Records for processing START

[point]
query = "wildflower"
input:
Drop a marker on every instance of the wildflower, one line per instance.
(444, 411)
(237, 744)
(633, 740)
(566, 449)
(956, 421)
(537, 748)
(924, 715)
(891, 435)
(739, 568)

Records for processing END

▶ [Prompt] The entries listed above are to be output exactly. Leave none out.

▶ [Answer area]
[point]
query = "wildflower"
input:
Drop a marker on every instance of the wildflower, one line per instance.
(444, 411)
(237, 744)
(633, 740)
(566, 449)
(956, 421)
(537, 748)
(924, 715)
(891, 435)
(739, 568)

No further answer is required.